**Section du texte**
____________

Oui, je suis parfaitement d'accord, c'est une affaire de goût et d'usage.

Personnellemnt je suis allé samedi dernier chez Darty pour prendre l'iPad 4 et j'ai eu en main l'iPad mini et j'ai pris ce dernier.


J'en suis totalement ravi.


L'écran non rétina est d'une belle qualité et je n'ai pas de critique à faire sauf pour les application non iPad qui sont pixélisées.


Il est léger et rapide et on peut enfin lire (ou jouer) dans son lit et sur le canap sans attraper une crampe (j'exagère un peu là) 


Ce n'est pas un iPad au rabais mais un vrai iPad mais plus petit.


Selon moi, c'est la taille qu'il aurait dû avoir à sa sortie.


----------



## robertodino (11 Novembre 2012)

Moi j'ai revendu mon iPad 3 afin de m'acheter un Mini, et je ne le regrette pas.


----------



## Tox (13 Novembre 2012)

J'ai la chance d'utiliser une Nexus 7 et un iPad 4. Les deux formats ont leur intérêt. Je dirais que dans le cadre d'une utilisation au domicile, l'iPad 4 présente un format particulièrement versatile. Par contre, si on doit souvent transporter la tablette, le format mini est un plus indéniable.

____________

**Extrait de données**
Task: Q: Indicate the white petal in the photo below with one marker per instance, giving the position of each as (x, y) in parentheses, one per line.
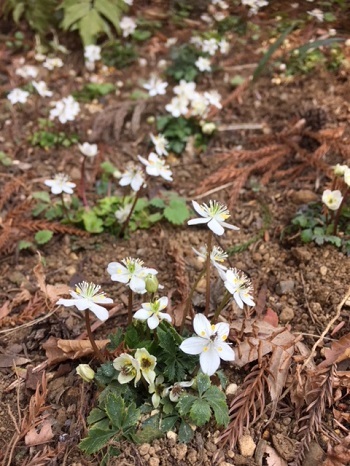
(215, 227)
(193, 345)
(209, 361)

____________

**Consigne écrite**
Transcrivez mot pour mot le passage de la discussion sur l'iPad mini situé entre « Personnellemnt je suis » et « suis totalement ravi. », ces deux bornes comprises.

**Résultat obtenu**
Personnellemnt je suis allé samedi dernier chez Darty pour prendre l'iPad 4 et j'ai eu en main l'iPad mini et j'ai pris ce dernier.


J'en suis totalement ravi.